>> START

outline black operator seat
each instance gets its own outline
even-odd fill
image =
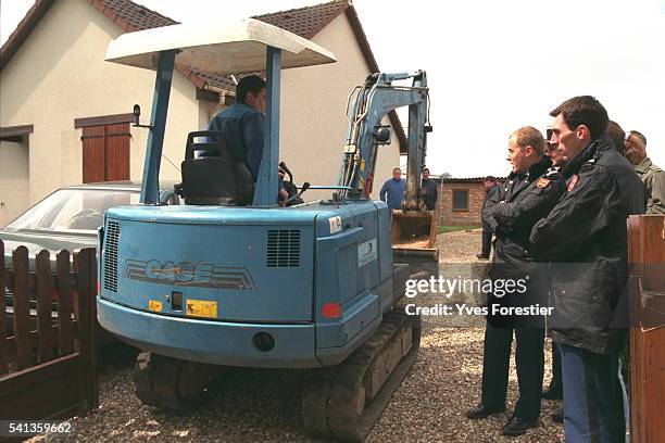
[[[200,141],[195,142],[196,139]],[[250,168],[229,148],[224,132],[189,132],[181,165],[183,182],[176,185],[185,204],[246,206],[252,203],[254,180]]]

>> END
>> START

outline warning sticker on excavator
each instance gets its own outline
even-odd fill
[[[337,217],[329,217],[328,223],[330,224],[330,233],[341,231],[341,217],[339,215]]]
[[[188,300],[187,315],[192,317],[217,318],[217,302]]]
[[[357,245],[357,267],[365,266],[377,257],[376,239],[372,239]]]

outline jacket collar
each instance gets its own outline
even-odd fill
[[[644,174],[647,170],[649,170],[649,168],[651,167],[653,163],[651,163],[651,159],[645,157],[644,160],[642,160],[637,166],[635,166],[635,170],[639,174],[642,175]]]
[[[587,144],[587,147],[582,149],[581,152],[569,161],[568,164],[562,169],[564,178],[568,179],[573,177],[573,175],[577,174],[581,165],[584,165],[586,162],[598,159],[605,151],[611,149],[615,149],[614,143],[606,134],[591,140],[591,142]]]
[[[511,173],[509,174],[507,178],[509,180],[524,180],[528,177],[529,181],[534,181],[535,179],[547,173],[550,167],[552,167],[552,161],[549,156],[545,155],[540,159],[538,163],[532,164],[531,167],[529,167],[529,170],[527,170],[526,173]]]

>> END

_Goal_
Render the material from the line that contains "outline warning sticker on excavator" through the line that contains "[[[357,245],[357,267],[365,266],[377,257],[376,239],[372,239]]]" as a Markdown table. Use the columns Row and Line, number each row, and leave out any blank lines.

_Result below_
| Row | Line |
|---|---|
| 1 | outline warning sticker on excavator |
| 2 | each instance gets its own outline |
| 3 | even-odd fill |
| 4 | [[[337,217],[329,217],[328,223],[330,224],[330,233],[341,231],[341,217],[339,215]]] |
| 5 | [[[188,300],[187,315],[192,317],[217,318],[217,302]]] |
| 6 | [[[357,245],[357,267],[365,266],[377,257],[376,239],[372,239]]] |